Textauszug:
Horusstele Avignon A.58
Übersetzung und Kommentar
Vorderseite
Bildbeischriften
[beim Falken auf der Standarte, A.1] Dein (allgemeiner) zꜣ-Schutz ist beim Herrn des Lebens/Erdkreises (?), (bei) Dem,-der-auf-seinem-Papyrusstängel-ist.
[beim Nefertemsymbol] Dein (allgemeiner) zꜣ-Schutz im Leben ist bei Nefertem, der die Beiden Länder behütet.
[auf dem Sockel bei einem Falken in einem Serech/Kasten, A.5] Der Herr des Erdkreises (?)1.
1 Moret 1913, 56 liest diese Inschrift als nb ꜣḫ.t: „Herr des Horizonts“. Was Moret als ꜣḫ.t: "Horizont" liest, ist fast wie das mutmaßliche ꜥnḫ: "Leben" in Z. A.1 geschrieben. Statt an ꜥnḫ könnte man zumindest im zweiten Fall auch an den šn-Ring denken. Horus nb-šn ist auf einigen Horusstelen belegt (C. Leitz, Lexikon der ägyptischen Götter und Götterbezeichnungen. Band III. p – nbw, Orientalia Lovaniensia Analecta 112 (Leuven/Paris/Dudley, MA 2002), 753a: „der Herr des Erdkreises“).

Bereitgestelltes Material:
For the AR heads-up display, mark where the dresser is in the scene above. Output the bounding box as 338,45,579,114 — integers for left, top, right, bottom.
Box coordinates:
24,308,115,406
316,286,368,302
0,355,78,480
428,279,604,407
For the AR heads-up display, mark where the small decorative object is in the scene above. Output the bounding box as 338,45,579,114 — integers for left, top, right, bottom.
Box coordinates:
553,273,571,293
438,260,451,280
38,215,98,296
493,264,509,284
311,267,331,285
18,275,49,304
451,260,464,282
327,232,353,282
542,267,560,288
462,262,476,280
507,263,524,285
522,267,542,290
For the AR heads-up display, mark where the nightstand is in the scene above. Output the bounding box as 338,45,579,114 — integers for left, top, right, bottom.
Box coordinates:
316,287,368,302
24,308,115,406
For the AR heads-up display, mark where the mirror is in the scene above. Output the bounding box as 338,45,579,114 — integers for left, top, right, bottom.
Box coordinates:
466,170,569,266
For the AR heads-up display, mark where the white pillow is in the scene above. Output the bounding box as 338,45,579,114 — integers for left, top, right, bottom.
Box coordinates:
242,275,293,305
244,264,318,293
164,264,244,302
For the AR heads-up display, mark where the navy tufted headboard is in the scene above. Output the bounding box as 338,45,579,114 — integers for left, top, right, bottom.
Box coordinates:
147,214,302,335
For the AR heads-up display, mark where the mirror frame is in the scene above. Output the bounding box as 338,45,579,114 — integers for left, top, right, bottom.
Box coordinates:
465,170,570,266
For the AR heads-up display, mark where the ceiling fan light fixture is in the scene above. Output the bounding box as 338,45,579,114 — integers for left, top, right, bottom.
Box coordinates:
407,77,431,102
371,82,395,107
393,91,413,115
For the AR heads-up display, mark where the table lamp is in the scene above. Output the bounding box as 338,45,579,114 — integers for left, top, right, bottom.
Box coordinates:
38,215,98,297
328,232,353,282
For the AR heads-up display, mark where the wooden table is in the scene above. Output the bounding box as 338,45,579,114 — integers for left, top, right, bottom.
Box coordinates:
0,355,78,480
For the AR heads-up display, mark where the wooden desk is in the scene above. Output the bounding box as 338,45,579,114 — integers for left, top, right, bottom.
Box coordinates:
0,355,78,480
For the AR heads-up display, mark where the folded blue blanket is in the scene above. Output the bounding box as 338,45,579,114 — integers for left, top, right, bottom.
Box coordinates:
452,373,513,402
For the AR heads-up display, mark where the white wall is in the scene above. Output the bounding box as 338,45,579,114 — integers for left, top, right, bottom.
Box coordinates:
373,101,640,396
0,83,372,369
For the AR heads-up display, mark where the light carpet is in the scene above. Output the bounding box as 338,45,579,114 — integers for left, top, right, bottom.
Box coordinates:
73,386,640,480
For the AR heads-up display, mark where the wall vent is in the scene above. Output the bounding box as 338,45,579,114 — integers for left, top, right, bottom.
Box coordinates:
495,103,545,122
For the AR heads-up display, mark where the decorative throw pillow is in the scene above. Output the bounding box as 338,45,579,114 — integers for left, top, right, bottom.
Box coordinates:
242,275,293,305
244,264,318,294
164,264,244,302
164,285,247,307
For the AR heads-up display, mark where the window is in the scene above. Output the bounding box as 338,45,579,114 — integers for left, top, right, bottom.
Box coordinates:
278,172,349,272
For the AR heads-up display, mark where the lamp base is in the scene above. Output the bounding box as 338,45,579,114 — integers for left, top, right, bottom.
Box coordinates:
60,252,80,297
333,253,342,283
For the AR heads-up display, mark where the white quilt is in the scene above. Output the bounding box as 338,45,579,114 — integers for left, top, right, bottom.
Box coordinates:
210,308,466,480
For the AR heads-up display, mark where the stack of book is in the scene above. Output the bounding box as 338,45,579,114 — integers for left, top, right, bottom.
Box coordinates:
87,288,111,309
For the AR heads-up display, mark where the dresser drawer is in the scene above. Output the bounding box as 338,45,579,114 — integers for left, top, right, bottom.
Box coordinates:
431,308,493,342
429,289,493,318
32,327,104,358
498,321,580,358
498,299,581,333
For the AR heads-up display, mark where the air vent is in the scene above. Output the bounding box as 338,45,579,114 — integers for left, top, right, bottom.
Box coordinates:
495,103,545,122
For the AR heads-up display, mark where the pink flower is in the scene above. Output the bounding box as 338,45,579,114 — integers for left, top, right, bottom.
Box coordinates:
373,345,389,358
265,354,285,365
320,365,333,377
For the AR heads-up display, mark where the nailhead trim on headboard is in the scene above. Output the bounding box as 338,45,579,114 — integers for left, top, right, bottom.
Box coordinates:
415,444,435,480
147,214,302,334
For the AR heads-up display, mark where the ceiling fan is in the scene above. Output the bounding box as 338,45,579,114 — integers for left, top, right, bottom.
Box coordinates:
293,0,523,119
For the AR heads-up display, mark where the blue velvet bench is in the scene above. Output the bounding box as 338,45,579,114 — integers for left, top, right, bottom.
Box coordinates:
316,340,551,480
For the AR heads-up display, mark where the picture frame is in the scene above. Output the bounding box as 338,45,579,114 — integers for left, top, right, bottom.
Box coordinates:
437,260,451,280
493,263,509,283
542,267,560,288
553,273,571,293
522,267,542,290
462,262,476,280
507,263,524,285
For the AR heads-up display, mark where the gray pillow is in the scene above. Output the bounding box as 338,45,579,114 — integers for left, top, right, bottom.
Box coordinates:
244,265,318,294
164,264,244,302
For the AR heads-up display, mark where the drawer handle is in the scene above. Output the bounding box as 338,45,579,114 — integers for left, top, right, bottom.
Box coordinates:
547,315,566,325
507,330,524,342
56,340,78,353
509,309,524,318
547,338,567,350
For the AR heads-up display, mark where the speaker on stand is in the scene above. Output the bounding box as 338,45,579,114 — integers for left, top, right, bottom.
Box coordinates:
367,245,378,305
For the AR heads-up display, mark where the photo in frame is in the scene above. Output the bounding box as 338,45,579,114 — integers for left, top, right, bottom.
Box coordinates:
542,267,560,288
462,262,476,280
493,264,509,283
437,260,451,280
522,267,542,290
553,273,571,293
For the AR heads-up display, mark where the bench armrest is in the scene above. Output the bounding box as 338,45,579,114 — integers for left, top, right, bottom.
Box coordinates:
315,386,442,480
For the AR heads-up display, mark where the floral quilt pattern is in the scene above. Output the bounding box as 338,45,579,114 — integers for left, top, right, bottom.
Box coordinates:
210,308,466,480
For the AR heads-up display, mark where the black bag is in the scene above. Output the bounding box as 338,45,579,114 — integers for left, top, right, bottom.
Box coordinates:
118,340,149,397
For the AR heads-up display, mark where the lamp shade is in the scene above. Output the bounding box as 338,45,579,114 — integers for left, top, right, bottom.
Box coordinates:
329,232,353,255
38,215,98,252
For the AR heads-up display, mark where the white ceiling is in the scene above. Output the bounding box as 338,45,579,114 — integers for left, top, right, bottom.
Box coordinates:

Aufgabenstellung A:
Geben Sie im Text zur Horusstele die Strecke von „Horusstele Avignon A.58“ bis „Beiden Länder behütet.“ erneut wieder und ersetzen Sie dabei „behütet“ durch „beschützt“.
Aufgabenstellung B:
Nehmen Sie den Text zur Horusstele dort auf, wo er endet, und setzen Sie ihn fort.
Das Material wird hierfür nicht benötigt.

Endgültige Antwort A:
Horusstele Avignon A.58
Übersetzung und Kommentar
Vorderseite
Bildbeischriften
[beim Falken auf der Standarte, A.1] Dein (allgemeiner) zꜣ-Schutz ist beim Herrn des Lebens/Erdkreises (?), (bei) Dem,-der-auf-seinem-Papyrusstängel-ist.
[beim Nefertemsymbol] Dein (allgemeiner) zꜣ-Schutz im Leben ist bei Nefertem, der die Beiden Länder beschützt.

Endgültige Antwort B:
Schmalseiten
Horusstelentext A = Metternichstele Spruch 10
[linke Schmalseite, B.1] Sei gegrüßt, du Gott, Sohn eines Gottes! Sei gegrüßt, du Erbe, Sohn eines Erben! Sei gegrüßt, du Stier, Sohn eines Stieres! Sei gegrüßt, du Horus, [B.5] der aus Osiris hervorgegangen ist, den Isis, die Göttliche/Göttin, geboren hat!
[Besprich für mich]1 in/mit deinem Namen! Beschwöre für mich [mit der] Magie (?) des Re (?)! Besprich für mich [mit] deinen Zaubersprüchen! Rezitiere [für] mich [mit den Rezitationen], die du erschaffen hast.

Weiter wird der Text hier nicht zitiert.